At least 80 percent of staffed hospital beds were occupied in 24 states on Thursday, including Georgia, Maryland and Massachusetts, the figures show.
More troubling, the data showed that in 18 states and Washington, D.C., at least 85 percent of beds in adult intensive care units were full, with the most acute scarcity of beds in Alabama, Missouri, New Mexico, Rhode Island and Texas.
The pressure on I.C.U. capacity comes as the Omicron variant has touched off a nearly vertical rise in infections and hospitalizations. The country as a whole and 26 states have reported more coronavirus cases in the past week than in any other seven-day period.
Source: U.S. Department of Health and Human Services. The seven-day average is the average of a day and the previous six days of data. Currently hospitalized is the most recent number of patients with Covid-19 reported by hospitals in the state for the four days prior. Dips and spikes could be due to inconsistent reporting by hospitals. Hospitalization numbers early in the pandemic are undercounts due to incomplete reporting by hospitals to the federal government.
∙ Holiday interruptions to testing and data reporting may affect case and death trends.

+++

▸ **Explore the material**
A - Decide whether each statement agrees with the passage on hospital bed occupancy, answering yes or no and quoting the words of the passage that decide it. (i) On Thursday, at least 80 percent of staffed hospital beds were occupied in 24 states. (ii) Hospitalization numbers early in the pandemic are overcounts. (iii) The seven-day average is the average of a day and the following six days of data.
B - Answer these questions from the passage on hospital bed occupancy.
(i) What agency does the passage give as its source?
(ii) In how many states, along with Washington, D.C., were at least 85 percent of beds in adult intensive care units full?
(iii) How many states reported more coronavirus cases in the past week than in any other seven-day period?
C - Carry on the passage on hospital bed occupancy from its last sentence.
The lines that follow have nothing to do with the passage on hospital bed occupancy.

▸ **Data shown**
+++

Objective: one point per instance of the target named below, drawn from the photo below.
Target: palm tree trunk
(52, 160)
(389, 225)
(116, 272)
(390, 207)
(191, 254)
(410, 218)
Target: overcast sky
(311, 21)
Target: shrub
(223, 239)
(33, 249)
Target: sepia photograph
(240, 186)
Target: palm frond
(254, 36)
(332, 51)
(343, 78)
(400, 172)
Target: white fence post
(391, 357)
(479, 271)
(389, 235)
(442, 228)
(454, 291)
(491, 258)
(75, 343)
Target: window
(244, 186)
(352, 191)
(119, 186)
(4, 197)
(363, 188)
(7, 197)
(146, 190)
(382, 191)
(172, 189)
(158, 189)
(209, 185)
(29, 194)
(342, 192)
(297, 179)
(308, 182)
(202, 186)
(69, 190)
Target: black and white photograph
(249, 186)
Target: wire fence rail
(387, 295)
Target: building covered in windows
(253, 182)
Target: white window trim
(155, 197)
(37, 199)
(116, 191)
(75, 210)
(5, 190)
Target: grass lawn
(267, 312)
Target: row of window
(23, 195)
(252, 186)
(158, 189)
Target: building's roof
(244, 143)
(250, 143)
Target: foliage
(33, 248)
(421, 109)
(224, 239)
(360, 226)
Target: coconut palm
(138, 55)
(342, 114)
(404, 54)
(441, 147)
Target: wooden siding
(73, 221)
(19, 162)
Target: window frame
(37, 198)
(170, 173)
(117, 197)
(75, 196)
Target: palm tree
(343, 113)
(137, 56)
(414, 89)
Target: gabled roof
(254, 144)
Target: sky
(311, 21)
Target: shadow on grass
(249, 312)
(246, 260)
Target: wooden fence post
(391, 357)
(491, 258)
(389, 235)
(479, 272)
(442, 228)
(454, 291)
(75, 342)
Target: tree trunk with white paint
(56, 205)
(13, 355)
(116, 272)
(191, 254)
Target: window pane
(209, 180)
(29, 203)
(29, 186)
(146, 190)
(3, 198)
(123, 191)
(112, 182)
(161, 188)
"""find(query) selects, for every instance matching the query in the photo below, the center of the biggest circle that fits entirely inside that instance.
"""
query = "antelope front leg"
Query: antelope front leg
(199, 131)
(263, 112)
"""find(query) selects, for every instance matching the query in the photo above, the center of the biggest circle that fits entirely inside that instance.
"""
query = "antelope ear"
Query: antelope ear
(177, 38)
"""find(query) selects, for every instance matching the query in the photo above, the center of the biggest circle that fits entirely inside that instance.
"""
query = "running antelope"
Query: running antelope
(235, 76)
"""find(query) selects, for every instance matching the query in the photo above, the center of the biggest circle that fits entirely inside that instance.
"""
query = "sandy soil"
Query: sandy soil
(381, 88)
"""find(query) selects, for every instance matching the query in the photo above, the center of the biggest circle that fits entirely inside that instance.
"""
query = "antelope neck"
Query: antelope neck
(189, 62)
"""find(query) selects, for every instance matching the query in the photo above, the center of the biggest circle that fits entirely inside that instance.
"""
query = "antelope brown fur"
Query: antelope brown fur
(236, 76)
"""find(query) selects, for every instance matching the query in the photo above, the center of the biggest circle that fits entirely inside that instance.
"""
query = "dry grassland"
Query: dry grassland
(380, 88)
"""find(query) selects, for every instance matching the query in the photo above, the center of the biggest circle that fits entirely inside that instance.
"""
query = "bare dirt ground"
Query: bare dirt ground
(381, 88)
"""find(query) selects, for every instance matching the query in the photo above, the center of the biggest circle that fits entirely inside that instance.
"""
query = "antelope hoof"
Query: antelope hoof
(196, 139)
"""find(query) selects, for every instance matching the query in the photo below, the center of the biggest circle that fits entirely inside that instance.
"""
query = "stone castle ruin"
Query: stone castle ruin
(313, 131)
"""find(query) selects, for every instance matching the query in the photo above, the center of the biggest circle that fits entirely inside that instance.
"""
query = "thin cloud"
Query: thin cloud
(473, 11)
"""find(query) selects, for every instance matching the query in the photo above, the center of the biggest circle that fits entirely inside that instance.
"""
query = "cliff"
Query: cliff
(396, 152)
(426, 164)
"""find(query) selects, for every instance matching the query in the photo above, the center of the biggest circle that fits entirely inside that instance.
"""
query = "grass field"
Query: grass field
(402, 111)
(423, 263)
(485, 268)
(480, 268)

+++

▸ **Responses by task**
A -
(i) Yes: "At least 80 percent of staffed hospital beds were occupied in 24 states on Thursday"
(ii) No: "Hospitalization numbers early in the pandemic are undercounts due to incomplete reporting by hospitals to the federal government."
(iii) No: "The seven-day average is the average of a day and the previous six days of data."

B -
(i) The U.S. Department of Health and Human Services
(ii) 18
(iii) 26

C -
In that time, an average of more than 803,000 coronavirus cases have been reported each day in the United States, an increase of 133 percent from two weeks ago, according to a New York Times database, and 25 states and territories have reported their highest weekly caseloads yet. Deaths are up 53 percent to an average of roughly 1,871 a day.
That has helped push the country’s average rate of hospitalizations above last winter’s peak. Hospitalizations of people testing positive for coronavirus over that week are up to more than 148,000 a day, a record. The numbers are rising fastest in Alabama, Florida, Louisiana, Puerto Rico and the U.S. Virgin Islands, according to the Times database.
(The hospitalization figures include people who test positive for the virus after being admitted for conditions unrelated to Covid-19, but there is no national data showing how many people are in that category.)
Since Thanksgiving, the White House has sent more than 350 military doctors, nurses, medics and other personnel to 24 states to help hospitals with staffing challenges, President Biden said this week, and plans to send an additional 1,000 service members to six hard-hit states. That is in addition to the more than 14,000 National Guard members deployed in 49 states to help staff hospitals and other medical facilities, he and other officials said.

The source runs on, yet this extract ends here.